Extracted material section start
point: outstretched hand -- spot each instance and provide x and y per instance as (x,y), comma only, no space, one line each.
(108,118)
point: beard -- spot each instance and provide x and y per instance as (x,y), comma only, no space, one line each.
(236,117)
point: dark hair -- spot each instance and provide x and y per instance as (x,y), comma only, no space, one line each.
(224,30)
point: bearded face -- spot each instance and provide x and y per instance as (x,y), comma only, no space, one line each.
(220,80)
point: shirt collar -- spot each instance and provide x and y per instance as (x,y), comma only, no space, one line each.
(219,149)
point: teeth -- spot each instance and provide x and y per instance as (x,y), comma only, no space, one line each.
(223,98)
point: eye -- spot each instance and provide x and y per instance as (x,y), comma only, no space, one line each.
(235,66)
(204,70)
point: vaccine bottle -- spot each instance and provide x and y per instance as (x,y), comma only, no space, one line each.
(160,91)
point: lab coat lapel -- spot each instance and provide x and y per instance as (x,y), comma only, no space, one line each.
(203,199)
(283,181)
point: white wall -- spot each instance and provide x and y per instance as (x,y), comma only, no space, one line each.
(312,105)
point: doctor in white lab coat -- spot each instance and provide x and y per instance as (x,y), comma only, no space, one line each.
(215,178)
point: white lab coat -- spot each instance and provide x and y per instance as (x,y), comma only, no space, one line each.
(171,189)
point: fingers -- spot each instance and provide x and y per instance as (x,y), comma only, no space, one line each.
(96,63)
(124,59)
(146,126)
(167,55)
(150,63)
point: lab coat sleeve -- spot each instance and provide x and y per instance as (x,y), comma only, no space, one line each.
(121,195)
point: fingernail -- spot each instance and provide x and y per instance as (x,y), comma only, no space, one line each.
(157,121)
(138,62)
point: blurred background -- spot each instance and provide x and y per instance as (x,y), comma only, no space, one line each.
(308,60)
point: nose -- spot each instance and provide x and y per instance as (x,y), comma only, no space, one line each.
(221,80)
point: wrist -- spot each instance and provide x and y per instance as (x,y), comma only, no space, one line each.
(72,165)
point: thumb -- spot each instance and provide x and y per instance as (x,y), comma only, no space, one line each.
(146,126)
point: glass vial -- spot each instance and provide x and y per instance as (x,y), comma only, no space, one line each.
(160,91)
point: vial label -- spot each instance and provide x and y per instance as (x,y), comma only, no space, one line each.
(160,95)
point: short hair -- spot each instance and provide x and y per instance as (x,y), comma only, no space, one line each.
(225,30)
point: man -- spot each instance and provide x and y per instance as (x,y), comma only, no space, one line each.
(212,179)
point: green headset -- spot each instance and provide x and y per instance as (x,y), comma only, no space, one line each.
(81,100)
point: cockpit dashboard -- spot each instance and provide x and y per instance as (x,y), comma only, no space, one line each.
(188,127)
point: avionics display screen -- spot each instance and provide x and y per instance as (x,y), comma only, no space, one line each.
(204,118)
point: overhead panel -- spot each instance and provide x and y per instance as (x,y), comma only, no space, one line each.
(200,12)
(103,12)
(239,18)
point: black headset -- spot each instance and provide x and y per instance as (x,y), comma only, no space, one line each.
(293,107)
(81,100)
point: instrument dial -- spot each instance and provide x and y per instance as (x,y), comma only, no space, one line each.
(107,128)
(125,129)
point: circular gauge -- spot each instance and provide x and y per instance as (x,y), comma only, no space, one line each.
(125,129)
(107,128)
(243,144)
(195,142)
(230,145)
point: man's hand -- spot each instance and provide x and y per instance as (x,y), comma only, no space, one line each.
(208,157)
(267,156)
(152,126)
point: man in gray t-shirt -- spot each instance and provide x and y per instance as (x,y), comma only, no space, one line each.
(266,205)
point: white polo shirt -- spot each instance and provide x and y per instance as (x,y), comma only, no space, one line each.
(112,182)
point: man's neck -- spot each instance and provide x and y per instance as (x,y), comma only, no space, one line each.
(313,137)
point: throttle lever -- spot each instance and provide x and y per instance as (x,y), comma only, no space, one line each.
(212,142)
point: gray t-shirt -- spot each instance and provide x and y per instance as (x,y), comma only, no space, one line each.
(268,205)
Extracted material section end
**Exercise description**
From the line with "point: white polo" through the final line of the records, return each line exactly. Leave out the rest.

**Result**
point: white polo shirt -- spot each instance and provide x and y per instance as (x,y), comma only, no space, one line each.
(112,182)
point: man's neck -- spot each instance and provide x and y per instance as (x,y), comma only, no space, one line each.
(313,137)
point: throttle lever -- spot each instance and provide x and y per instance as (x,y), comma only, no space, one line each.
(212,142)
point: gray t-shirt -- spot each instance and provide x and y per instance as (x,y), comma only, no space, one line each.
(268,205)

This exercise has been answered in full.